▶ _Required task_
Select every line below that contains the word "dark", matching its case exactly.

▶ _Data supplied_

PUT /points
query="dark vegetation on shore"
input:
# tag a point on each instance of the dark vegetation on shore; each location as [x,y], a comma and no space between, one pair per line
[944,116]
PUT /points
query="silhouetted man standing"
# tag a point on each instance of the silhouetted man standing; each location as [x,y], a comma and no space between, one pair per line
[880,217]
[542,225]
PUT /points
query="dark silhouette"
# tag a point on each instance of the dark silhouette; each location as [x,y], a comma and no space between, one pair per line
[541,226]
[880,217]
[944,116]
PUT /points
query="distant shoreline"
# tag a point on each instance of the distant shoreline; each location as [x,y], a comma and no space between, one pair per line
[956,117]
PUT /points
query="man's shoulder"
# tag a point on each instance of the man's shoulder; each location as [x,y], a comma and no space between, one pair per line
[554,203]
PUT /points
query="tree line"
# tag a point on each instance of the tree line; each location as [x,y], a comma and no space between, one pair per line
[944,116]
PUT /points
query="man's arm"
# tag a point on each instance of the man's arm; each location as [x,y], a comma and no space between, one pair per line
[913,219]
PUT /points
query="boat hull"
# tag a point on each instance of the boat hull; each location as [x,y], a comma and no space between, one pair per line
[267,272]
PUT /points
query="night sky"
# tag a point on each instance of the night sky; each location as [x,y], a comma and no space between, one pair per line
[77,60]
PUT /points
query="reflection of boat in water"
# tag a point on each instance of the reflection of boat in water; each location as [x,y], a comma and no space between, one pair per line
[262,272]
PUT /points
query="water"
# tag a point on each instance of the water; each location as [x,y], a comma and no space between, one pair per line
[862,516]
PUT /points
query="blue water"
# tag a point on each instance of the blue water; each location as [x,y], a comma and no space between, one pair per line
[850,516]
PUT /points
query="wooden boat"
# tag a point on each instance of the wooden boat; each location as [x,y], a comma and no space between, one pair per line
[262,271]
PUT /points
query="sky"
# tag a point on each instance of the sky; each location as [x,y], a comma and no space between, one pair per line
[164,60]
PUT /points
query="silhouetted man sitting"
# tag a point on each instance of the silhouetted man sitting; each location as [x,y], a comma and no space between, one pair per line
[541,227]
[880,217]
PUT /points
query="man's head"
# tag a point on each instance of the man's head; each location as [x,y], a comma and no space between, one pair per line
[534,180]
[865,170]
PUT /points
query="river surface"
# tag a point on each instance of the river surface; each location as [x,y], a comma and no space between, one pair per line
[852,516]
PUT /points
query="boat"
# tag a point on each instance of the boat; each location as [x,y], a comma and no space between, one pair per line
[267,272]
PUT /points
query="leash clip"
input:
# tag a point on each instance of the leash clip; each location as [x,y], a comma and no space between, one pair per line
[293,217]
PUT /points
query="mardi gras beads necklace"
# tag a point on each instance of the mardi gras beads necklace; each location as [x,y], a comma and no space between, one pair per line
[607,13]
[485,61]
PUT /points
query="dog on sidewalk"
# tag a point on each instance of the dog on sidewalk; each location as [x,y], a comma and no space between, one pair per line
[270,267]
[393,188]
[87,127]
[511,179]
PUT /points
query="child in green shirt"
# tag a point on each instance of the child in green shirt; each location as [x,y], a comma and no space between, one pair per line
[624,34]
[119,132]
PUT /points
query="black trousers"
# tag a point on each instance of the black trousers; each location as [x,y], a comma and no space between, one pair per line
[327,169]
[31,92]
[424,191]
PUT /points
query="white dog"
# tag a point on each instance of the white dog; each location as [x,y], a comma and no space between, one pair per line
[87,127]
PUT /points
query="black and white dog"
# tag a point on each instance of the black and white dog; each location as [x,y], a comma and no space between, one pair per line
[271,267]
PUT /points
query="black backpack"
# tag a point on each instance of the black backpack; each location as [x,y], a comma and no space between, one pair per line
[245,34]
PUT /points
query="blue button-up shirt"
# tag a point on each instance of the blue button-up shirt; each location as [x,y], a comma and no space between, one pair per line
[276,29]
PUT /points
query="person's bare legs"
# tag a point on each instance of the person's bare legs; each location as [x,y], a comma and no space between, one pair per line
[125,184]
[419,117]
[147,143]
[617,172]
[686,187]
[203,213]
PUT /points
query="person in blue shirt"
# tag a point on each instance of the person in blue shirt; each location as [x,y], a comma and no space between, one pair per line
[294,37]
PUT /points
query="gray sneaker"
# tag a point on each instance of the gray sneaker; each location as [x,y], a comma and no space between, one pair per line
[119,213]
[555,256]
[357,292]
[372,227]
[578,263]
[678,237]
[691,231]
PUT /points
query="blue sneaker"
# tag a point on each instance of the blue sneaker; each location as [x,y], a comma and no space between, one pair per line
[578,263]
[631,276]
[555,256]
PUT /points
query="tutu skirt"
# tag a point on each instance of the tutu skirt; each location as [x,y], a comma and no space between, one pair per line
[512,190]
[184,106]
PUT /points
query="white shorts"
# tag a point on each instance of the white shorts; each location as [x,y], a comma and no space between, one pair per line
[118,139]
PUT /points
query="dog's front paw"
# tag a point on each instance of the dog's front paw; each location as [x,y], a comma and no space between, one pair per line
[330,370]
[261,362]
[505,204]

▶ _Answer to the problem_
query="dark vegetation on shore"
# tag a point on each instance of the dark vegetation on shore; each location as [x,y], a comma and no space between, one pair per line
query="dark silhouette"
# tag a point on each instance of the dark silhouette; each location as [x,y], a comma and no space between, one pair per line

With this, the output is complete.